**Things to do:**
(1) In the library post, what kind of lawyer is Rubi Whiting?
(2) Recast the lines of the listing between the line holding "of the orange" and the line holding "Query: orange life vest with straps", inclusive, as a JSON list of strings with one string per line. Leave out blank lines.

New at Peter White Public Library
Given the Governor’s directive that we stay home and stay safe, many of us have time on our hands. Why not take some of that time to read? Here are some new science fiction selections to consider:
The world in “Gamechanger” by L.X. Beckett has suffered through dramatic climate change, economic collapse, and plagues. The Clawback generation survived, and now the Bounceback generation is trying to rebuild a stable, viable world. Rubi Whiting, a bouncer, is a defense lawyer who focuses on those with mental issues. For some reason, her current client, Luce, won’t meet with her in the flesh and continues to exhibit antisocial behaviors. Rubi is also a celebrity gamer, who needs to decide if she’ll have a rematch with her arch nemesis, Gimlet or focus on her law career. Then there is Javier Anselmo, a police officer/unicorn chaser, who is convinced that Luce is a dangerous AI bent of destroying mankind. Is he? Or is he something even worse?

**Available data:**
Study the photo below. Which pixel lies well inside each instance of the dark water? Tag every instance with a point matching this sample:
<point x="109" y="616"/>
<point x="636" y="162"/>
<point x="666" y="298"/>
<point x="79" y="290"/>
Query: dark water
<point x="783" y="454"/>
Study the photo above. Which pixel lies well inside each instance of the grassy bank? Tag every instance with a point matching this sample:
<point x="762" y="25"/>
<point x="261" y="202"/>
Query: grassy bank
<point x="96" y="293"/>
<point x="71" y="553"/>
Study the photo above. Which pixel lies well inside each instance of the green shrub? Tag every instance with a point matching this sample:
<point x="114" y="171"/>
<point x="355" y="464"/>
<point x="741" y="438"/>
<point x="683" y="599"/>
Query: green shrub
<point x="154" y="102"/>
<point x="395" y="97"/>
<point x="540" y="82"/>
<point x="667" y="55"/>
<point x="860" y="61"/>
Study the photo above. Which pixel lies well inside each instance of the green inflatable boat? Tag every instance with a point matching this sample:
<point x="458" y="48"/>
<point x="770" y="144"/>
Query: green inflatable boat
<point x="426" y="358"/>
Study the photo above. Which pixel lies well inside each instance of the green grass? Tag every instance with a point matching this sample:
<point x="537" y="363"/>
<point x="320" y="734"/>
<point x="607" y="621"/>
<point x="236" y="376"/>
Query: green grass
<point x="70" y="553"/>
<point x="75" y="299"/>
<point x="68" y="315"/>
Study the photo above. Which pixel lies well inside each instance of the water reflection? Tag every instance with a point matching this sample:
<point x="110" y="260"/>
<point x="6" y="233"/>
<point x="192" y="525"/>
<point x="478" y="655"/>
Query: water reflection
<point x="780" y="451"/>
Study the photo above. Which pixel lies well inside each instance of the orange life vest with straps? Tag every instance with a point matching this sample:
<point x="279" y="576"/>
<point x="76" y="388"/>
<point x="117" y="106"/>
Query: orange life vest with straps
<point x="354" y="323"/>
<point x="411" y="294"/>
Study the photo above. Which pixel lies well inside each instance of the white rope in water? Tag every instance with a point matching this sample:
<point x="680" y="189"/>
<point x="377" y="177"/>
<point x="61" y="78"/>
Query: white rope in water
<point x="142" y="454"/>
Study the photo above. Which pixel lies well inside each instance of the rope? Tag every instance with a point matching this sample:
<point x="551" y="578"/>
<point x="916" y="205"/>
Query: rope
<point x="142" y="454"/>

**Answers to the exercises:**
(1) A defense lawyer who focuses on those with mental issues.

(2)
[
  "Study the photo above. Which pixel lies well inside each instance of the orange life vest with straps? Tag every instance with a point matching this sample:",
  "<point x=\"279\" y=\"576\"/>",
  "<point x=\"76\" y=\"388\"/>",
  "<point x=\"117\" y=\"106\"/>",
  "Query: orange life vest with straps"
]